■ WHAT YOU HAVE TO DO ■
Set down the line that contains "the white text" and every line after it to the end of the entries, exactly as they stand and nothing more.

Point labeling dataset excerpts:

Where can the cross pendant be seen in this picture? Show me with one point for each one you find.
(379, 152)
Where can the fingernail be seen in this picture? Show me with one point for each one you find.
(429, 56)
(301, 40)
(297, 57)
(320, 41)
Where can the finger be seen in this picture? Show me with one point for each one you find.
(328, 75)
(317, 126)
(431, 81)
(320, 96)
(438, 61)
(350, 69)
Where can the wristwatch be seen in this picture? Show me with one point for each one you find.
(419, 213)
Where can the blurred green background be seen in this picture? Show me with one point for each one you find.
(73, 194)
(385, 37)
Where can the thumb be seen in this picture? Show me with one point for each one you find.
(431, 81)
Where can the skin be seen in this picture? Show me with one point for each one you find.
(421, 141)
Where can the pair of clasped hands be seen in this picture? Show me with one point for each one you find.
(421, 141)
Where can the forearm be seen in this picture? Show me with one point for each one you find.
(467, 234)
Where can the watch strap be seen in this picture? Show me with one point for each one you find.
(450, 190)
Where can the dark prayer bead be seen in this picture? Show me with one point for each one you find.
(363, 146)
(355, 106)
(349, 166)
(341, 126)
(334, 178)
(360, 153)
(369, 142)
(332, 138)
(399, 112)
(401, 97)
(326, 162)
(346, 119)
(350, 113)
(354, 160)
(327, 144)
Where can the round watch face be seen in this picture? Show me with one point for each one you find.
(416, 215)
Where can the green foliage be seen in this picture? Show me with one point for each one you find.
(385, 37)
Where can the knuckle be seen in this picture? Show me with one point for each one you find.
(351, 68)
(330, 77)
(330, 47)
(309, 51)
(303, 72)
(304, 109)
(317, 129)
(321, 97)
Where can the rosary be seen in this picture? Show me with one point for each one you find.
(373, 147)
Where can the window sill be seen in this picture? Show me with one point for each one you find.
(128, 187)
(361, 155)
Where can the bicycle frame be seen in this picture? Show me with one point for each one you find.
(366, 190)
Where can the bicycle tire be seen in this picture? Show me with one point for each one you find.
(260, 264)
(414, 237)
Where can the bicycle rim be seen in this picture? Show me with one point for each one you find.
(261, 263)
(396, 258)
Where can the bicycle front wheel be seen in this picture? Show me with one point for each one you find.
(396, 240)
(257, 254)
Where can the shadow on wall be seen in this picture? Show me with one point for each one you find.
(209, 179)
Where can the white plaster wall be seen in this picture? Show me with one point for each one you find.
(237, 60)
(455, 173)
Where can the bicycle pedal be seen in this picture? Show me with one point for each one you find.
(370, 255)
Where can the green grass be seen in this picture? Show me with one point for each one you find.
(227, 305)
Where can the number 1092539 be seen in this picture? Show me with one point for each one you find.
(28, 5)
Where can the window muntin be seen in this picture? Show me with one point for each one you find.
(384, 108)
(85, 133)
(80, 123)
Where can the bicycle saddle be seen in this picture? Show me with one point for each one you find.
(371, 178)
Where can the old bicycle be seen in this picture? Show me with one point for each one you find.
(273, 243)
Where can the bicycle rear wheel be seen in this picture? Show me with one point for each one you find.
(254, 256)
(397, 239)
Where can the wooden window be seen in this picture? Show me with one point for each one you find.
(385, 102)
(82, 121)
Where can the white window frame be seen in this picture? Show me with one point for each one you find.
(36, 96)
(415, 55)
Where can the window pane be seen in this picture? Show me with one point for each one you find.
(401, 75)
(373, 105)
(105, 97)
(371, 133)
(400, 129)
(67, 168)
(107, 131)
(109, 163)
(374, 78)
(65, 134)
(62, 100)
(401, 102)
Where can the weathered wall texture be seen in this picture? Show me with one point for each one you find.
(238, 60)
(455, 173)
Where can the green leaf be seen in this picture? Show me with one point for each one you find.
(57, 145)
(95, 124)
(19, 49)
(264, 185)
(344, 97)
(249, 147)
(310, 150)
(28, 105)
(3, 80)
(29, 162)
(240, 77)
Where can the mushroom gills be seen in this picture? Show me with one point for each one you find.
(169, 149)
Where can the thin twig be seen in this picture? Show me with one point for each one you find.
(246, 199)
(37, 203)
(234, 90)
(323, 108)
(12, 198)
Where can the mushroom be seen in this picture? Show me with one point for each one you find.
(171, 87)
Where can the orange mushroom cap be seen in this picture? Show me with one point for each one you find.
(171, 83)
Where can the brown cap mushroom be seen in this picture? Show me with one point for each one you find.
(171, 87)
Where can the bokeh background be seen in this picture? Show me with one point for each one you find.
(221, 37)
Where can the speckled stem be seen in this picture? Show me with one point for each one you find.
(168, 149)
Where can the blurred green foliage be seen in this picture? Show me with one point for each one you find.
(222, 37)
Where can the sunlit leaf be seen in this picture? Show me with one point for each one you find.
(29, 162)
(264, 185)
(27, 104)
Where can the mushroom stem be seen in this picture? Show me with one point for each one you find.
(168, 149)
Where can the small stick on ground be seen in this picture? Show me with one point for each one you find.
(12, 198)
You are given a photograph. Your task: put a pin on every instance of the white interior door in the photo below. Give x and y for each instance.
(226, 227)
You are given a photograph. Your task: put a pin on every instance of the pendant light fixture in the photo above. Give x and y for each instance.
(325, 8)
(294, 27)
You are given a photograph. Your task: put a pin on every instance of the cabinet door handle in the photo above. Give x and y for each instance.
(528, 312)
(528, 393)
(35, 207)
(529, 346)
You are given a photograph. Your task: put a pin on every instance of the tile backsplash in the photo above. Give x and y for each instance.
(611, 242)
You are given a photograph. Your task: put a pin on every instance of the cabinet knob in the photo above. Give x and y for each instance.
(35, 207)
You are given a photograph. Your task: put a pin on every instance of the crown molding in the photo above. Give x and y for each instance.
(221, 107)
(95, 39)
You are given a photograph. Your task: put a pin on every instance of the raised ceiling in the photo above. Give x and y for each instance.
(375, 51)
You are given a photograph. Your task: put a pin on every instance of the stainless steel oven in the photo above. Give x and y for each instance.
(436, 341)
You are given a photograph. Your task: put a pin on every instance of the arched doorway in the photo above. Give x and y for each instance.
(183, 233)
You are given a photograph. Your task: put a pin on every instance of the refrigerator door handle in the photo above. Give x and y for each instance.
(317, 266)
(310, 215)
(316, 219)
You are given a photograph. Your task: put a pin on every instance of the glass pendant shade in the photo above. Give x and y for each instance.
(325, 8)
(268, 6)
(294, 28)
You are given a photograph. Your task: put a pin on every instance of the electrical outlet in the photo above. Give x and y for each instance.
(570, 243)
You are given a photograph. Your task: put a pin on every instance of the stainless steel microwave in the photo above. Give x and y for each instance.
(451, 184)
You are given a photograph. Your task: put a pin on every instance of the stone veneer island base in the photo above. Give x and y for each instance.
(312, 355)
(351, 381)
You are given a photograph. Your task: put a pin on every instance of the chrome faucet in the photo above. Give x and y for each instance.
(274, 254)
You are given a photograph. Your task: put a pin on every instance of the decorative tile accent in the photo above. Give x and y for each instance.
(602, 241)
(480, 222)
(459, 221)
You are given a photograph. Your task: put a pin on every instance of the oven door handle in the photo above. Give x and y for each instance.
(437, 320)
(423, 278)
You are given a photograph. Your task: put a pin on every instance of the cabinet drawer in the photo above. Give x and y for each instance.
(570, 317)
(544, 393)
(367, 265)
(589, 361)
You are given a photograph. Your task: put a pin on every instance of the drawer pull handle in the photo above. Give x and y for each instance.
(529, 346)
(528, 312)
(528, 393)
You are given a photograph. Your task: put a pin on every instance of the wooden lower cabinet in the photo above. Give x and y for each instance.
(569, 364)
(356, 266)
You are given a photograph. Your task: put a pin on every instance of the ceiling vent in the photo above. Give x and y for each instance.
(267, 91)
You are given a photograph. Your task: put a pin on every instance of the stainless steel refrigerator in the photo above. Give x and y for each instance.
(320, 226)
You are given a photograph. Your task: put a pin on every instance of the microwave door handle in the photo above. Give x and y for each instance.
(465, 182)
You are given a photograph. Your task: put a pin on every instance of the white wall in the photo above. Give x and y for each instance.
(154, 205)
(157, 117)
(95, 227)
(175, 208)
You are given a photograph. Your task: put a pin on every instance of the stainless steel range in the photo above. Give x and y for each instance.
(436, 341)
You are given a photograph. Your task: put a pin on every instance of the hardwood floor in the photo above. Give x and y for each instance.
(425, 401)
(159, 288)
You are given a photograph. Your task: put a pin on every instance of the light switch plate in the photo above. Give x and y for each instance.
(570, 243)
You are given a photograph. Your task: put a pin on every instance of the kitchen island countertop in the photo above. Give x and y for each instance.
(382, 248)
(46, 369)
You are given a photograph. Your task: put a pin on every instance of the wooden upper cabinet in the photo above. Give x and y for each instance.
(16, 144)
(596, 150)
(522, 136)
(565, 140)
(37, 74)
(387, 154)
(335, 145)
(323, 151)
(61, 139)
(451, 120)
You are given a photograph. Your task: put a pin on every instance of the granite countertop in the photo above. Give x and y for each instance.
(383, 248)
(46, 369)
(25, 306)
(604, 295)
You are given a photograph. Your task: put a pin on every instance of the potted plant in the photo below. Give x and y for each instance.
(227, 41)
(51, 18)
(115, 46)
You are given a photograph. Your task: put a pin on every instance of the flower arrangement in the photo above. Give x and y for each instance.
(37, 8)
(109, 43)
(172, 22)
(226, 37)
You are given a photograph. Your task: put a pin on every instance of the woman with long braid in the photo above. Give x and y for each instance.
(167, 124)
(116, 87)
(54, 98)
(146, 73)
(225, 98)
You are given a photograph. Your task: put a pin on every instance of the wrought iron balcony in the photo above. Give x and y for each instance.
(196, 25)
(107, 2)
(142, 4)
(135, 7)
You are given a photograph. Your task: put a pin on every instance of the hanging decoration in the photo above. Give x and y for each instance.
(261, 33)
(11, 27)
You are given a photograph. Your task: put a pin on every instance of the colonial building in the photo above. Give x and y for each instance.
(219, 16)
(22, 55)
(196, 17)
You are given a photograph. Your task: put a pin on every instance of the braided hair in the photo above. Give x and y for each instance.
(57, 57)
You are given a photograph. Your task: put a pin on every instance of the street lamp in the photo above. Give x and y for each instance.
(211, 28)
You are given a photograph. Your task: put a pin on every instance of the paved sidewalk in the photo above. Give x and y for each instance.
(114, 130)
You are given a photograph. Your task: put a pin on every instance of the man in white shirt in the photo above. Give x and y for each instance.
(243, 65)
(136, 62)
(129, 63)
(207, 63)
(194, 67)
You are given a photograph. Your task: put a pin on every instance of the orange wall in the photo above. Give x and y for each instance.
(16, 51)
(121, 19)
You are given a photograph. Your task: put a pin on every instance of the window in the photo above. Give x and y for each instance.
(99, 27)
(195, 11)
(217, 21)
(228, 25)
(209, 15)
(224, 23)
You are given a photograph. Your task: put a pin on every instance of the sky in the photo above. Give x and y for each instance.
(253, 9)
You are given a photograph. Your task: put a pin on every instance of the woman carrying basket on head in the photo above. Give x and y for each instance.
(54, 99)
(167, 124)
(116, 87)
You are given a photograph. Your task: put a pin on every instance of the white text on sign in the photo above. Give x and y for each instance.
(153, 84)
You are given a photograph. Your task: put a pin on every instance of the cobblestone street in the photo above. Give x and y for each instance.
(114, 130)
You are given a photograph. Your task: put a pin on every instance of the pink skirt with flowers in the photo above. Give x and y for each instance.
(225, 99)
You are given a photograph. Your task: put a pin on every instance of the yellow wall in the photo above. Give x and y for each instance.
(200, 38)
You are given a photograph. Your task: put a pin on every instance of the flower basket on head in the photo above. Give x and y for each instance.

■ ANSWER ■
You are given a photograph. Your task: put a pin on every instance of the white text on sign in the photo above. Give x and y for each instance.
(153, 84)
You are given a photograph. Your task: put a pin on every instance of the cobblestone street in the photo above. Give x and y for each instance.
(114, 130)
You are given a photograph. Your task: put a pin on every instance of the pink skirt with flowers in the photo above. Give x and y for each instance.
(225, 99)
You are given a photograph. Your task: put a pin on every instance of the yellow wall in the photo above. Give x and y for each instance.
(200, 38)
You are given a photograph. Your task: put a pin on every instance of the flower basket on head in the photo above. Give x and y for each instance.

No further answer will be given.